++++ RECORD SET ++++

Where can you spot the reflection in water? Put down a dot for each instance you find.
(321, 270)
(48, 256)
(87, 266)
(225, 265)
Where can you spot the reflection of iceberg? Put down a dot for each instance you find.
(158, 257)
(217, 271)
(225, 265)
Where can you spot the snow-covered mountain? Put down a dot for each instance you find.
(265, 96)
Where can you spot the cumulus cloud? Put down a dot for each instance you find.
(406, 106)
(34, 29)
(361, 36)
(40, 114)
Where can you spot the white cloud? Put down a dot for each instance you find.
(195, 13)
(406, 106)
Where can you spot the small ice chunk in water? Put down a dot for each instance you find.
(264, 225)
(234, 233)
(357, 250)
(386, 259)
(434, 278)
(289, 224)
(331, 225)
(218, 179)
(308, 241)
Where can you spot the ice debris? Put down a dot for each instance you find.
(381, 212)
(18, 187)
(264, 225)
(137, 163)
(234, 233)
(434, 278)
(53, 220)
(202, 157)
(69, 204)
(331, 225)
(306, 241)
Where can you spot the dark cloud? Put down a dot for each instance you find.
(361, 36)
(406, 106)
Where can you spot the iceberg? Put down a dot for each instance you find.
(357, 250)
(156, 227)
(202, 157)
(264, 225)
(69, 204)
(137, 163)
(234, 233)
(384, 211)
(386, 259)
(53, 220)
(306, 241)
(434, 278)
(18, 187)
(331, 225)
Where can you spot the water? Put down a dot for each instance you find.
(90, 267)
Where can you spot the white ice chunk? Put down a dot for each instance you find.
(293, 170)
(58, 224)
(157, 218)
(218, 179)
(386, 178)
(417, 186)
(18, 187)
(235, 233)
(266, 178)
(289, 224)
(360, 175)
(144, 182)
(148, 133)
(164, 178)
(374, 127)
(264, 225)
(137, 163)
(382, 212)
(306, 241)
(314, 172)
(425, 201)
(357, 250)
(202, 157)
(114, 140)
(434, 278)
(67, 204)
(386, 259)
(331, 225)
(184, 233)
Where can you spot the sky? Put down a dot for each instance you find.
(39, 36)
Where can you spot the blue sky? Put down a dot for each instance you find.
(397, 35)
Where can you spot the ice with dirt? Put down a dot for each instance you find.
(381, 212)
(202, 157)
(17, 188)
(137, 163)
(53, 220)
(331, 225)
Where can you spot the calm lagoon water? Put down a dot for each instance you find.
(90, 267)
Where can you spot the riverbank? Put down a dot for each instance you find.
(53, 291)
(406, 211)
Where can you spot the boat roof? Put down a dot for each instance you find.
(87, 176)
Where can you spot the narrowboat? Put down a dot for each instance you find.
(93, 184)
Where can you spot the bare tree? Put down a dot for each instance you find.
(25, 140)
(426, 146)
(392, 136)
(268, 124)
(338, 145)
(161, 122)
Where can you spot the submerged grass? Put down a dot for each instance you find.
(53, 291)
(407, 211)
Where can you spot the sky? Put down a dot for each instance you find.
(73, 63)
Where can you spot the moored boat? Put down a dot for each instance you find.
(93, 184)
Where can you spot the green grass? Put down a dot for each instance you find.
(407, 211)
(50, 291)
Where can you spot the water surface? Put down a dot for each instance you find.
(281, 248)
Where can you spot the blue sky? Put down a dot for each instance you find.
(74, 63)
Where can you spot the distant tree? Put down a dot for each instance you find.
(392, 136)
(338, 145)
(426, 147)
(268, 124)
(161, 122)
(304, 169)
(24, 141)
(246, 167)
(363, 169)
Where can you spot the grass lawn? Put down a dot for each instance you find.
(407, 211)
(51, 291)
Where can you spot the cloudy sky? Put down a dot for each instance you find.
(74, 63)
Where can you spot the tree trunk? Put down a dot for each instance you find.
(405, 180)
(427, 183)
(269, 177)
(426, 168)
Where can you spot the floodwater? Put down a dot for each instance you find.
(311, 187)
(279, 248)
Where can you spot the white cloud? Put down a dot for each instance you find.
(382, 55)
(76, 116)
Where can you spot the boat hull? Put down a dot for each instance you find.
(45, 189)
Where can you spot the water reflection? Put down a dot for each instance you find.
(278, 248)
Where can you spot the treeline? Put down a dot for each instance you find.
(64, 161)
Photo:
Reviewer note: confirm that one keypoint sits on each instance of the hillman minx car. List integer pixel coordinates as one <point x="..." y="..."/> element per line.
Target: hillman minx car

++++

_PROBLEM TO SOLVE_
Exact output of every entry is required.

_REPLY_
Where can you spot the reflection in water? Put down a dot for each instance you find.
(321, 270)
(48, 256)
(87, 266)
(225, 265)
Where can you spot the reflection of iceberg? Put down a dot for each instance you find.
(158, 257)
(217, 271)
(225, 265)
Where can you spot the snow-covered mountain? Put down a dot for each instance you find.
(265, 96)
Where can you spot the cumulus cloud? Put down a dot for each instance you find.
(406, 106)
(34, 29)
(361, 36)
(40, 114)
Where can you spot the white cloud? Put down a dot for each instance you find.
(195, 13)
(406, 106)
Where can you spot the small ice chunk in water? Put down a dot for each instance you find.
(264, 225)
(234, 233)
(357, 250)
(386, 259)
(434, 278)
(289, 224)
(331, 225)
(218, 179)
(308, 241)
Where can you spot the ice debris? Put down a dot for each instance you find.
(381, 212)
(18, 187)
(264, 225)
(137, 163)
(234, 233)
(434, 278)
(53, 220)
(202, 157)
(69, 204)
(331, 225)
(306, 241)
Where can you spot the dark cloud? Put down a dot for each instance you find.
(361, 36)
(406, 106)
Where can you spot the iceberg? Put down a dot for each instance you find.
(357, 250)
(156, 227)
(202, 157)
(264, 225)
(69, 204)
(137, 163)
(234, 233)
(384, 211)
(386, 259)
(53, 220)
(306, 241)
(434, 278)
(18, 187)
(331, 225)
Where can you spot the water? Put down a dot for each instance you find.
(90, 267)
Where can you spot the white ice chunk? Put down a dot for each instance you find.
(293, 170)
(58, 224)
(157, 218)
(218, 179)
(386, 178)
(417, 186)
(18, 187)
(235, 233)
(266, 178)
(289, 224)
(360, 175)
(144, 182)
(148, 133)
(164, 178)
(374, 127)
(264, 225)
(137, 163)
(382, 212)
(306, 241)
(314, 172)
(425, 201)
(357, 250)
(202, 157)
(114, 140)
(434, 278)
(67, 204)
(386, 259)
(331, 225)
(184, 233)
Where can you spot the sky? Put down a dot for each instance you find.
(39, 36)
Where can you spot the blue sky? Put down a dot for each instance you find.
(397, 35)
Where can you spot the ice with dirt? Put down a dot for each instance you find.
(381, 212)
(202, 157)
(17, 188)
(137, 163)
(53, 220)
(331, 225)
Where can you spot the calm lagoon water? Put down a dot for each instance you find.
(90, 267)
Where can you spot the riverbank? Put down a dot for each instance you find.
(53, 291)
(406, 211)
Where can you spot the boat roof? Put down a dot for each instance you find.
(87, 176)
Where can you spot the narrowboat? Put down a dot for each instance you find.
(93, 184)
Where can you spot the bare tree? Put down a dot for each instance you find.
(25, 140)
(426, 146)
(392, 136)
(268, 124)
(338, 145)
(161, 122)
Where can you spot the submerged grass? Put down a dot for each instance you find.
(53, 291)
(407, 211)
Where can you spot the sky? Put down a dot for each instance you find.
(73, 63)
Where can you spot the moored boat? Put down a dot for each instance you find.
(93, 184)
Where can you spot the green grass? Put down a dot for each instance you find.
(407, 211)
(50, 291)
Where can you spot the water surface? Put down a dot for each instance you find.
(281, 248)
Where can you spot the blue sky? Put down a dot for each instance you find.
(74, 63)
Where can you spot the distant tree? Put down a dot for each instance you find.
(392, 136)
(338, 145)
(426, 147)
(268, 124)
(161, 122)
(304, 169)
(24, 141)
(246, 167)
(363, 169)
Where can you spot the grass lawn? Put down a dot for each instance you find.
(407, 211)
(51, 291)
Where can you spot the cloudy sky? Put down a dot for each instance you find.
(74, 63)
Where can you spot the tree trunk? Put down a dot for each instance you find.
(405, 180)
(427, 183)
(269, 177)
(426, 168)
Where can you spot the floodwater? Put down a dot for each instance you find.
(311, 187)
(279, 248)
Where can you spot the white cloud? Put down a dot for each instance you find.
(382, 55)
(76, 116)
Where can you spot the boat hull? Put down a dot for each instance you find.
(45, 189)
Where can you spot the water reflection? Put down a dot for each instance you find.
(278, 248)
Where can you spot the treeline? Put down a dot for each instance you find.
(64, 161)
Photo:
Reviewer note: confirm that one keypoint sits on each instance of the hillman minx car. List integer pixel coordinates as one <point x="..." y="..."/> element per line.
Target: hillman minx car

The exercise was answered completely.